**DIRECTIVES**
a) Reproduce everything in the regex forum post from "Regex: Delete only" down to "extra double quotes?".
b) In the forum post about deleting extra double quotes with regex, who made the old generic regex that the poster tried to use?
c) Continue the forum thread about removing extra double quotes from HTML meta tags with regex, starting after its last line.

**SOURCE DOCUMENT**
--- Begin ---

Regex: Delete only one instance of a string between two html tags (double quotes)
-
hello. I have some html tags, for example:
<meta name="description" content="......"/>
As you can see there are 2 double quotes
"
+"
One at starting content of tag, one at the end content of that tag.But in the example below, I have one (or I cand have multiple double quotes, apart from the two basic. How can I delete those extra double quotes?
<meta name="description" content="Kiel vi rilatigas vian juĝvaloron "al la kredoj esprimitaj de aliaj se vi ne pretas elporti la kostojn de misinterpretado de la " cirkonstancoj en kiuj okazas evento?"/>
I try to use and old generic regex that @guy038 made:
(?-si:BSR|(?!\A)\G)(?s-i:(?!ESR).)*?\K(?-si:FR)
will become:
FIND:
(?-si:<meta name="description" content="|(?!\A)\G)(?s-i:(?!"/>).)*?\K(?-si:")
REPLACE BY:
(leave empty)
The problem is that, this solution delete all double quotes, except the first one. But also, the last one (this did not have to be deleted)
-
Hard to understand.

--- End ---

**LISTED ENTRIES**
--- Begin ---

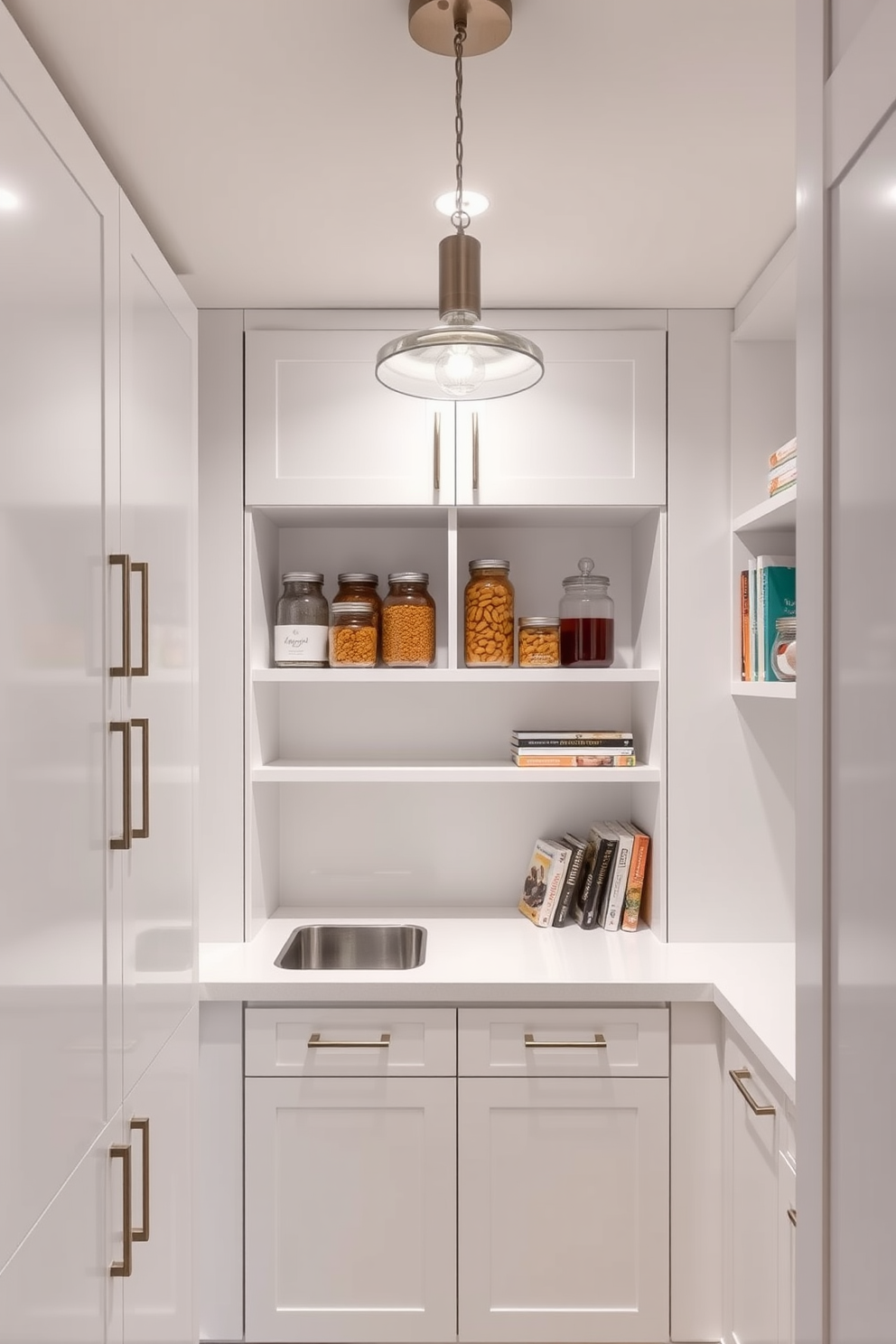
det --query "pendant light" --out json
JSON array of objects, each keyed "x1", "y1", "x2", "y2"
[{"x1": 376, "y1": 0, "x2": 544, "y2": 400}]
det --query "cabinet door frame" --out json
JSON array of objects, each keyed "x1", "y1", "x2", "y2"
[
  {"x1": 458, "y1": 1078, "x2": 669, "y2": 1344},
  {"x1": 245, "y1": 1078, "x2": 457, "y2": 1344}
]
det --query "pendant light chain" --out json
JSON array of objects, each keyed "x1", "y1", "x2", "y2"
[{"x1": 452, "y1": 17, "x2": 471, "y2": 234}]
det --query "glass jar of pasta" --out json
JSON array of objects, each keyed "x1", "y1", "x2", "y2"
[
  {"x1": 381, "y1": 570, "x2": 435, "y2": 668},
  {"x1": 463, "y1": 560, "x2": 513, "y2": 668}
]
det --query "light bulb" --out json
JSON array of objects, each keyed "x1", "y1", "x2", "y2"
[{"x1": 435, "y1": 345, "x2": 485, "y2": 397}]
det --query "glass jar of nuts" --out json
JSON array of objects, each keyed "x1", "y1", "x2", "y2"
[
  {"x1": 516, "y1": 616, "x2": 560, "y2": 668},
  {"x1": 463, "y1": 560, "x2": 513, "y2": 668},
  {"x1": 329, "y1": 602, "x2": 376, "y2": 668},
  {"x1": 381, "y1": 570, "x2": 435, "y2": 668}
]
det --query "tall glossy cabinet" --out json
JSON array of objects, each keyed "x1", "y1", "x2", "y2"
[{"x1": 0, "y1": 8, "x2": 196, "y2": 1344}]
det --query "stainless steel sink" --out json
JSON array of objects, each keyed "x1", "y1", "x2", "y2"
[{"x1": 274, "y1": 925, "x2": 425, "y2": 970}]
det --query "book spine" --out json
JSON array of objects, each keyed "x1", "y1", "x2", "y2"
[
  {"x1": 582, "y1": 836, "x2": 618, "y2": 929},
  {"x1": 620, "y1": 831, "x2": 650, "y2": 933},
  {"x1": 603, "y1": 824, "x2": 634, "y2": 933},
  {"x1": 740, "y1": 570, "x2": 750, "y2": 681},
  {"x1": 512, "y1": 751, "x2": 637, "y2": 770}
]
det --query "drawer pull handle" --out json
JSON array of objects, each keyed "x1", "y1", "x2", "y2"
[
  {"x1": 308, "y1": 1031, "x2": 392, "y2": 1050},
  {"x1": 108, "y1": 1143, "x2": 133, "y2": 1278},
  {"x1": 130, "y1": 1118, "x2": 149, "y2": 1242},
  {"x1": 523, "y1": 1031, "x2": 607, "y2": 1050},
  {"x1": 728, "y1": 1069, "x2": 775, "y2": 1115}
]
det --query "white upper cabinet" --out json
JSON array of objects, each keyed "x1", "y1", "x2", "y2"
[
  {"x1": 246, "y1": 331, "x2": 454, "y2": 505},
  {"x1": 246, "y1": 313, "x2": 667, "y2": 508},
  {"x1": 455, "y1": 331, "x2": 667, "y2": 505}
]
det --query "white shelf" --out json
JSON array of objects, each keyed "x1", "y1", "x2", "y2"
[
  {"x1": 731, "y1": 681, "x2": 797, "y2": 700},
  {"x1": 251, "y1": 761, "x2": 659, "y2": 784},
  {"x1": 253, "y1": 667, "x2": 659, "y2": 686},
  {"x1": 731, "y1": 481, "x2": 797, "y2": 535}
]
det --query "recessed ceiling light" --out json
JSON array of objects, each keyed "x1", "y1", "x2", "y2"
[{"x1": 435, "y1": 191, "x2": 489, "y2": 219}]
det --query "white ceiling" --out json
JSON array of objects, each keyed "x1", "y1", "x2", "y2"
[{"x1": 5, "y1": 0, "x2": 795, "y2": 309}]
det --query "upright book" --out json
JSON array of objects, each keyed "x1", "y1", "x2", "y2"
[{"x1": 518, "y1": 840, "x2": 573, "y2": 929}]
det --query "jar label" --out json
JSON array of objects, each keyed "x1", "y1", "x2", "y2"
[{"x1": 274, "y1": 625, "x2": 328, "y2": 663}]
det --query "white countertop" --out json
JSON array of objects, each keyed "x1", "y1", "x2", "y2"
[{"x1": 199, "y1": 910, "x2": 797, "y2": 1101}]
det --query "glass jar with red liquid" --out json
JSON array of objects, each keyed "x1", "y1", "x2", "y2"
[{"x1": 560, "y1": 556, "x2": 615, "y2": 668}]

--- End ---

**ANSWERS FOR THE EXERCISE**
a)
Regex: Delete only one instance of a string between two html tags (double quotes)
-
hello. I have some html tags, for example:
<meta name="description" content="......"/>
As you can see there are 2 double quotes
"
+"
One at starting content of tag, one at the end content of that tag.But in the example below, I have one (or I cand have multiple double quotes, apart from the two basic. How can I delete those extra double quotes?

b) @guy038 made it.

c)
Try: "This regex produced the output
output1
but the output I want isoutput2
. -
@neil-schipper only those 2 double quotes (between dotes) are important:
<meta name="description" content="......"/>
-
Hi @robin-Cruise, @neil-schipper and All,
Given this text :
<meta name="description" content="Kiel vi rilatigas vian juĝvaloron "al la kredoj esprimitaj de aliaj se vi ne pretas elporti la kostojn de misinterpretado de la " cirkonstancoj en kiuj okazas evento?"/>
You used this regex :
FIND:
(?-si:<meta name="description" content="|(?!\A)\G)(?s-i:(?!"/>).)*?\K(?-si:")
So, after finding and deleting the two non-wanted
"
characters, then, due to the\G
feature, it first selects the remaining rangecirkonstancoj en kiuj okazas evento?
When reading the last char
?
of that range, the(?!"/>)
condition is still verified. So, due to the\K
syntax, it wrongly selects the last"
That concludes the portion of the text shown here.